Actually, regarding #2, is that the case?

If we do reference counting (as in patches 3 and 4 of Chao Gao's recent
series), then we are guaranteed never to have more vcpus on any given
wakeup list than there are machine IRQs on the system. Are we ever
going to have a system with so many IRQs that going through such a list
would be problematic?

-George

_______________________________________________
Xen-devel mailing list
Xen-devel@lists.xen.org
https://lists.xen.org/xen-devel
Re: Enabling VT-d PI by default [ In reply to ]
>>> On 26.04.17 at 19:11, <george.dunlap@citrix.com> wrote:
> On 18/04/17 07:24, Tian, Kevin wrote:
>>> From: Gao, Chao
>>> Sent: Monday, April 17, 2017 4:14 AM
>>>
>>> On Tue, Apr 11, 2017 at 02:21:07AM -0600, Jan Beulich wrote:
>>>>>>> On 11.04.17 at 02:59, <chao.gao@intel.com> wrote:
>>>>> As you know, with VT-d PI enabled, hardware can directly deliver external
>>>>> interrupts to guest without any VMM intervention. It will reduces overall
>>>>> interrupt latency to guest and reduces overheads otherwise incurred by
>>> the
>>>>> VMM for virtualizing interrupts. In my mind, it's an important feature to
>>>>> interrupt virtualization.
>>>>>
>>>>> But VT-d PI feature is disabled by default on Xen for some corner
>>>>> cases and bugs. Based on Feng's work, we have fixed those corner
>>>>> cases related to VT-d PI. Do you think it is a time to enable VT-d PI by
>>>>> default. If no, could you list your concerns so that we can resolve them?
>>>>
>>>> I don't recall you addressing the main issue (blocked vCPU-s list
>>>> length; see the comment next to the iommu_intpost definition).
>>>>
>>>
>>> Indeed. I have gone through the discussion happened in April 2016[1, 2].
>>> [1] https://lists.gt.net/xen/devel/422661?search_string=VT-d%20posted-
>>> interrupt%20core%20logic%20handling;#422661
>>> [2]
>>> https://lists.gt.net/xen/devel/422567?search_string=%20The%20length%20o
>>> f%20the%20list%20depends;#422567.
>>>
>>> First of all, I admit this is an issue in extreme case and we should
>>> come up with a solution.
>>>
>>> The problem we are facing is:
>>> There is a per-cpu list used to maintain all the blocked vCPU on a
>>> pCPU. When a wakeup interrupt comes, the interrupt handler travels
>>> the list to wake the vCPUs whose pi_desc indicates an interrupt has
>>> been posted. There is no policy to restrict the size of the list such
>>> that in some extreme case, the list can be too long to cause some
>>> issues (the most obvious issue is about interrupt latency).

Task instructions.
Answer these questions from the thread on enabling VT-d PI by default:
1. If reference counting is used, what limits the number of vcpus on any given wakeup list?
2. Why is the VT-d PI feature disabled by default on Xen?
3. What is the most obvious issue when the per-cpu list of blocked vCPUs gets too long?

Excerpted records.

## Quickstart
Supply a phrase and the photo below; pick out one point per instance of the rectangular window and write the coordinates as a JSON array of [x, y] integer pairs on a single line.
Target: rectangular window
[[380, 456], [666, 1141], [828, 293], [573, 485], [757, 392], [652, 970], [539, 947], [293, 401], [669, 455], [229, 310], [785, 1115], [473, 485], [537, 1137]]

==

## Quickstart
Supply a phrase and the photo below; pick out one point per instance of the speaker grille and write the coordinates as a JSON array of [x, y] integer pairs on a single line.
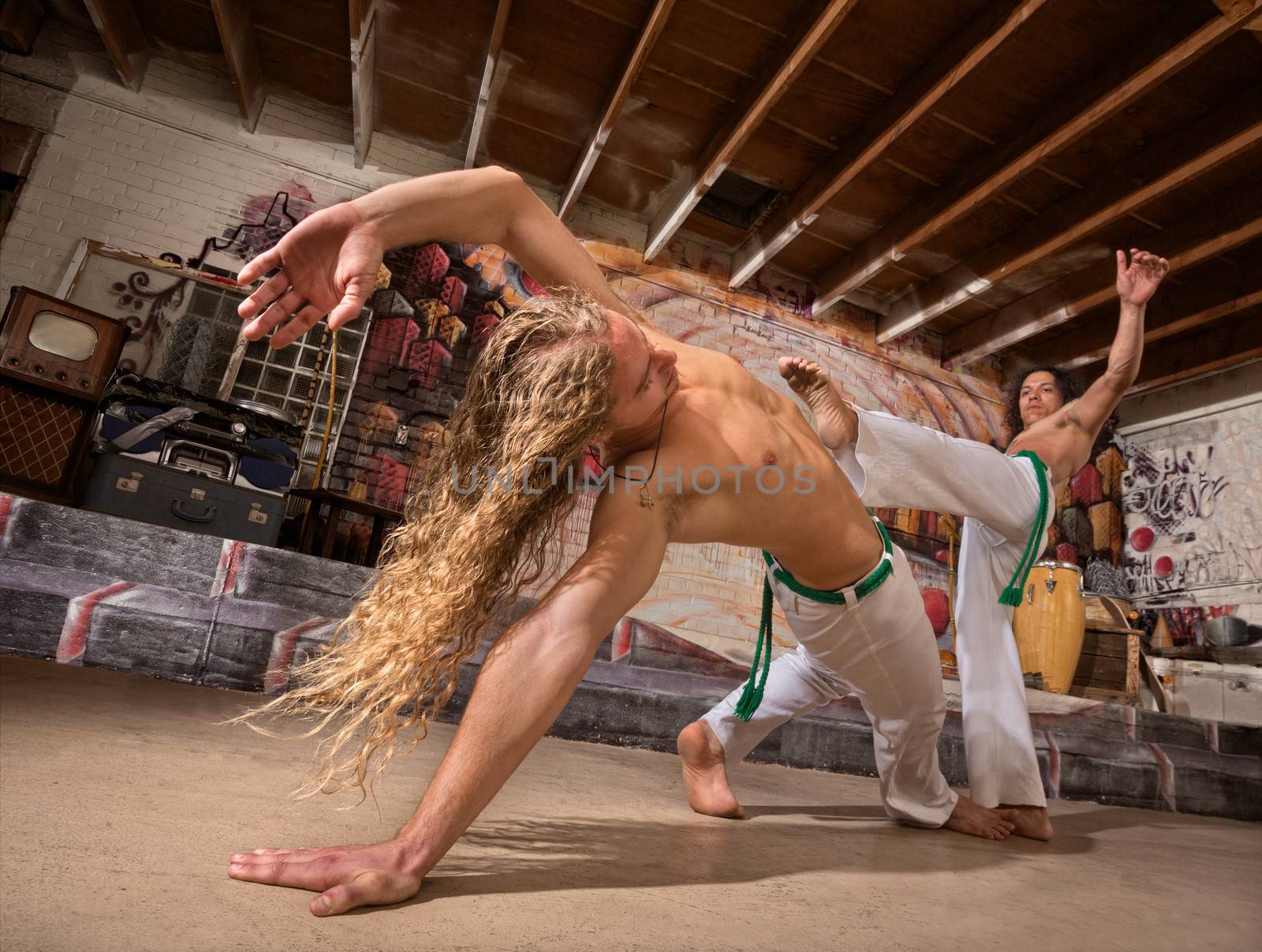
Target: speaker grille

Response to the task.
1. There can never be more vcpus on the list than there are machine IRQs on the system.
2. It is disabled because of some corner cases and bugs.
3. Interrupt latency.